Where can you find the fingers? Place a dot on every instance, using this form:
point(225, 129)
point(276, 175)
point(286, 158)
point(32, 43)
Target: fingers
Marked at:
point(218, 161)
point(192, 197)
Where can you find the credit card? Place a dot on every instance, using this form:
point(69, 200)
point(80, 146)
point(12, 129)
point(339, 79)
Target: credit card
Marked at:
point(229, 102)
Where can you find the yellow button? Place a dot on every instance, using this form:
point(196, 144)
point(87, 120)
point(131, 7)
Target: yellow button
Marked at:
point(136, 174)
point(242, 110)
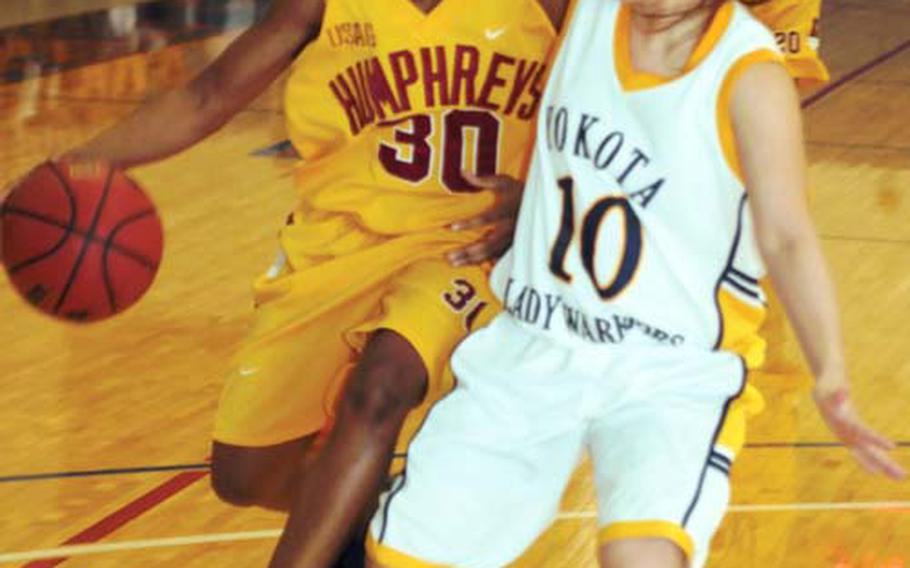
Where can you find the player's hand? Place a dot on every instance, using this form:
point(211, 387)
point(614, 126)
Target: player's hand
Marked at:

» **Görev amacı**:
Yukarıdaki verinin tüm satırlarını, boş satırları atlayarak "Sıra" ve "Satır" sütunlarından oluşan bir Markdown tablosuna dönüştür. Resimleri tabloya alma.

» **Alıştırma sonucu**:
| Sıra | Satır |
|---|---|
| 1 | Where can you find the fingers? Place a dot on every instance, using this form: |
| 2 | point(225, 129) |
| 3 | point(276, 175) |
| 4 | point(286, 158) |
| 5 | point(32, 43) |
| 6 | Target: fingers |
| 7 | Marked at: |
| 8 | point(218, 161) |
| 9 | point(192, 197) |
| 10 | Where can you find the credit card? Place a dot on every instance, using this form: |
| 11 | point(69, 200) |
| 12 | point(80, 146) |
| 13 | point(12, 129) |
| 14 | point(339, 79) |
| 15 | Target: credit card |
| 16 | Marked at: |
| 17 | point(229, 102) |
| 18 | Where can you find the yellow button? Place a dot on every instance, using this form: |
| 19 | point(196, 144) |
| 20 | point(87, 120) |
| 21 | point(131, 7) |
| 22 | Target: yellow button |
| 23 | Marked at: |
| 24 | point(136, 174) |
| 25 | point(242, 110) |
| 26 | Where can you find the player's hand? Place a dot on every instance, using this form: |
| 27 | point(211, 387) |
| 28 | point(614, 126) |
| 29 | Target: player's hand |
| 30 | Marked at: |